EXCERPT PROVIDED:
>>
It might have meant many things, and I suspect that a couple of them must have been in their minds. First of all, we know that data or information, depending on the vocabulary, has an enormous value if you know how to use it. And, collecting it and using it properly for the future of the country, to implement the right policies, to avoid potential mistakes and to see things in advance - knowledge is power, information is power. So, this might have been one of the things that they probably meant by “public good”. The other meaning, it might be a little bit more specific...It's when we use the data appropriately, ethically, to make sure that some sector or some part of the population is not left behind, to learn who needs more help, to know what help and when to deliver it, and to whom. So, it's not just a matter of the whole nation doing better, or at least avoiding problems, but also specific sectors of the population being helped, and to make sure that the burden and the advantages are equally distributed among everybody. That's normally what we mean by public good and certainly, that analysis is there to serve it.

MF

So there's that dilemma between using the power of data to actually achieve positive outcomes. And for government, on the other hand, being seen as overbearing, or Orwellian, and spying on people through the use of data.

LF

That would be the risk that sometimes comes under the term “paternalism”, that knowing a lot about your citizens might lead to the temptation of manipulating their lives, their choices, their preferences. I wouldn't over-emphasise this though. The kind of legislation that we have and the constraints, the rules, the double checking, make sure that the advantage is always in view and can more easily be squeezed out of the data that we accumulate, and sometimes the potential abuses and mistakes, the inevitable temptation to do the wrong thing, are kept in check. So yes, the State might use the government’s political power, might misuse data, and so we need to be careful, but I wouldn't list that as my primary worry. My primary worry perhaps, would be under-using the data that we have, or making mistakes inadvertently.

MF

Do you think then, perhaps as a country, the UK has been too cautious in this area in the past?
<<
OBJECTIVES:
(A) Can you condense the interview paragraph beginning "That would be the risk" into a short list of its main points?
(B) In the interview, what does the speaker call their primary worry about data, rather than the State's possible misuse of it?
The lines after this point have no connection to the interview.

PROVIDED DATA:
>>
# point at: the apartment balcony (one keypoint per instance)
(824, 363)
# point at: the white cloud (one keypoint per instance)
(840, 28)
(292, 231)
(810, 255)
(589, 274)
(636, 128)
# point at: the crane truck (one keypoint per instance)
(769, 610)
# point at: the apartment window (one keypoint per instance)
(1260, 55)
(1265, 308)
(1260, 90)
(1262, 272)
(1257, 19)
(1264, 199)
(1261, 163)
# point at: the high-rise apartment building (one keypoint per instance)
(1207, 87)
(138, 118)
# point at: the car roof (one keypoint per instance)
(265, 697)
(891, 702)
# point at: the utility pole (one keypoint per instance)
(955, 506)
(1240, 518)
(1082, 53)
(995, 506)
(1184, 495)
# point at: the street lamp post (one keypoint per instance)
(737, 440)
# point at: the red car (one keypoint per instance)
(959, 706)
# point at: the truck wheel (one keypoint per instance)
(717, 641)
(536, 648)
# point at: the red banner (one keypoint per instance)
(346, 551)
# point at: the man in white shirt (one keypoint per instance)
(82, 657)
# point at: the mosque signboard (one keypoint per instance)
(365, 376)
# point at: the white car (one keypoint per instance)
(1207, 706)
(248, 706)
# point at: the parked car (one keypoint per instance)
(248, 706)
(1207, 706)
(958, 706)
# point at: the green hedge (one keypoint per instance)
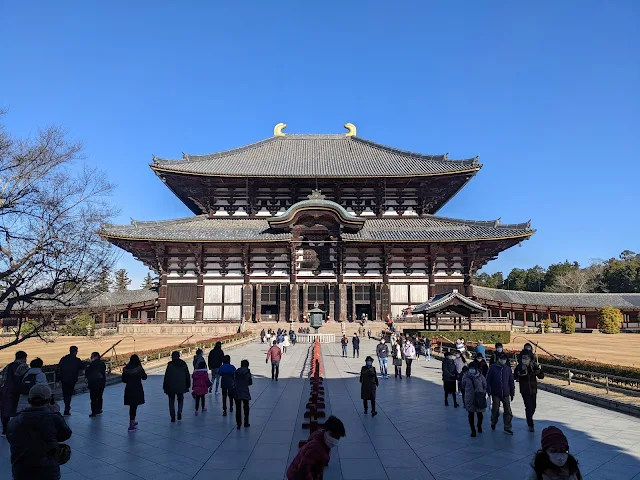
(489, 337)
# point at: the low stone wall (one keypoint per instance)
(211, 329)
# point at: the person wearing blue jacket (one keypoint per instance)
(501, 388)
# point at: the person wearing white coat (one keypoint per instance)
(39, 378)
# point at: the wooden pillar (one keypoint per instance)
(342, 299)
(305, 301)
(162, 298)
(199, 298)
(258, 309)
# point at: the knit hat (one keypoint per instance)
(553, 437)
(39, 394)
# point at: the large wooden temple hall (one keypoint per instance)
(297, 220)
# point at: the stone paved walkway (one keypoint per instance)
(414, 436)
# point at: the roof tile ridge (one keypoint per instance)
(189, 158)
(420, 156)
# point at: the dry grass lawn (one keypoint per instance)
(622, 349)
(52, 352)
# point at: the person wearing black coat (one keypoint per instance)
(34, 435)
(368, 385)
(243, 381)
(67, 374)
(527, 374)
(177, 382)
(133, 375)
(96, 375)
(216, 355)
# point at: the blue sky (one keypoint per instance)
(546, 93)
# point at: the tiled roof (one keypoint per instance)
(427, 229)
(316, 156)
(442, 300)
(581, 300)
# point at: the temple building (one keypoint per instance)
(295, 221)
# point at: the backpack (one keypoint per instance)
(27, 382)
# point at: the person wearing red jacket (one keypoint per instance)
(201, 384)
(275, 354)
(314, 455)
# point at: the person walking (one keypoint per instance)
(34, 376)
(553, 460)
(67, 374)
(215, 362)
(355, 343)
(242, 396)
(201, 385)
(409, 356)
(397, 359)
(368, 385)
(227, 375)
(176, 383)
(96, 375)
(132, 376)
(382, 352)
(10, 381)
(474, 399)
(501, 387)
(286, 343)
(314, 456)
(449, 377)
(275, 355)
(527, 374)
(41, 460)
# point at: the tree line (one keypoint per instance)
(616, 275)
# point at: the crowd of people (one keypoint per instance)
(27, 401)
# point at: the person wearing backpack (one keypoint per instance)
(474, 399)
(67, 373)
(33, 377)
(10, 381)
(96, 377)
(34, 437)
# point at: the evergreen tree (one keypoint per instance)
(122, 280)
(148, 282)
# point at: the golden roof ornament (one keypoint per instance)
(277, 130)
(352, 129)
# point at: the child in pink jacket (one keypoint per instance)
(201, 384)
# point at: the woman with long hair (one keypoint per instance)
(553, 460)
(133, 375)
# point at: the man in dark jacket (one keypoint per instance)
(67, 374)
(242, 396)
(96, 375)
(382, 352)
(527, 374)
(34, 435)
(502, 389)
(355, 341)
(176, 383)
(215, 362)
(10, 387)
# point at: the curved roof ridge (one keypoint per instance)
(421, 156)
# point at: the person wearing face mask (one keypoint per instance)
(368, 385)
(553, 461)
(449, 377)
(494, 356)
(314, 456)
(382, 352)
(474, 399)
(527, 374)
(502, 388)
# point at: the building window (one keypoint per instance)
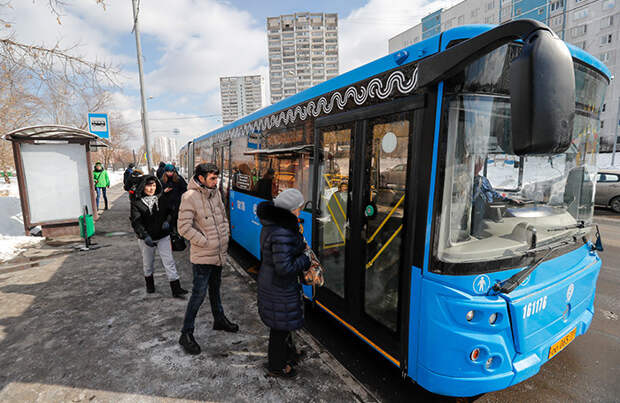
(605, 39)
(606, 57)
(556, 5)
(578, 30)
(607, 21)
(580, 14)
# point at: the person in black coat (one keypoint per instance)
(150, 219)
(174, 187)
(284, 258)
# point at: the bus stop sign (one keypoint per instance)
(98, 124)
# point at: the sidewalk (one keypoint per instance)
(80, 327)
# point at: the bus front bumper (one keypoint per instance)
(523, 367)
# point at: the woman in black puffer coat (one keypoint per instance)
(284, 258)
(150, 218)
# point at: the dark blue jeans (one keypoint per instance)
(105, 197)
(205, 276)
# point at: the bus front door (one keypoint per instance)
(359, 224)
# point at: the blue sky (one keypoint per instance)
(189, 44)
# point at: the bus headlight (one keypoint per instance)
(475, 353)
(469, 316)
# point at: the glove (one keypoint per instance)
(149, 241)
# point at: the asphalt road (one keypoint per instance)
(587, 370)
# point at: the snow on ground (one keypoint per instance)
(12, 238)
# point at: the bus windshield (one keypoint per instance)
(496, 205)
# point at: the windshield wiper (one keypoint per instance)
(580, 224)
(513, 282)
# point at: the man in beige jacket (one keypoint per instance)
(202, 221)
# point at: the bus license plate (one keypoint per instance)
(563, 342)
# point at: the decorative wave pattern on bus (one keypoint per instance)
(375, 89)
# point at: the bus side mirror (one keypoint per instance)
(542, 91)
<<
RESULTS OF THE TASKS:
(A)
- Knowing a lot about citizens risks "paternalism," the temptation to manipulate their lives, choices and preferences.
- This risk shouldn't be over-emphasized: legislation, constraints, rules and double checking keep the benefits in view and keep abuses and mistakes in check.
- The State might misuse data, so care is needed, but this is not the main worry.
- The main worry is under-using the data we have or making mistakes inadvertently.

(B) Under-using the data we have, or making mistakes inadvertently.